| Task data |
'''

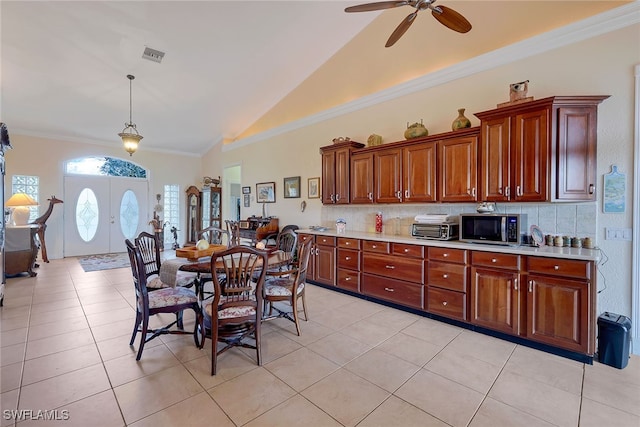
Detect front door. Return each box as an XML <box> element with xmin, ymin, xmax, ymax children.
<box><xmin>64</xmin><ymin>175</ymin><xmax>149</xmax><ymax>257</ymax></box>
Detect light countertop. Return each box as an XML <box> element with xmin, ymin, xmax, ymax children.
<box><xmin>296</xmin><ymin>229</ymin><xmax>600</xmax><ymax>262</ymax></box>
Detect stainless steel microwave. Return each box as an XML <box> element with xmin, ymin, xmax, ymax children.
<box><xmin>460</xmin><ymin>213</ymin><xmax>527</xmax><ymax>245</ymax></box>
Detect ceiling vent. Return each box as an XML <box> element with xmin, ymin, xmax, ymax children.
<box><xmin>142</xmin><ymin>47</ymin><xmax>164</xmax><ymax>64</ymax></box>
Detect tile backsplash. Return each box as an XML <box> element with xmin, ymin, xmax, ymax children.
<box><xmin>321</xmin><ymin>202</ymin><xmax>597</xmax><ymax>241</ymax></box>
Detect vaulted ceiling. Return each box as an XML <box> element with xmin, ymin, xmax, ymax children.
<box><xmin>0</xmin><ymin>0</ymin><xmax>628</xmax><ymax>155</ymax></box>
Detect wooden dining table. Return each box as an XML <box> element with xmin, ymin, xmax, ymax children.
<box><xmin>160</xmin><ymin>246</ymin><xmax>291</xmax><ymax>297</ymax></box>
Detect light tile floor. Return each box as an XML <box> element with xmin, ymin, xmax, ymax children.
<box><xmin>0</xmin><ymin>258</ymin><xmax>640</xmax><ymax>427</ymax></box>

'''

| Job |
Quote, without any change, each line from the one that contains "Detect vaulted ceiling." through the end of the material.

| Solution below |
Detect vaulted ceiling. Return each box as an XML <box> element with xmin, ymin, xmax, ymax children.
<box><xmin>0</xmin><ymin>0</ymin><xmax>628</xmax><ymax>155</ymax></box>
Detect wooden dining table. Return each box as an XML <box> element with xmin, ymin, xmax, ymax children.
<box><xmin>160</xmin><ymin>246</ymin><xmax>291</xmax><ymax>297</ymax></box>
Detect light tile floor. Return each box as an XML <box> element with xmin, ymin, xmax, ymax children.
<box><xmin>0</xmin><ymin>258</ymin><xmax>640</xmax><ymax>427</ymax></box>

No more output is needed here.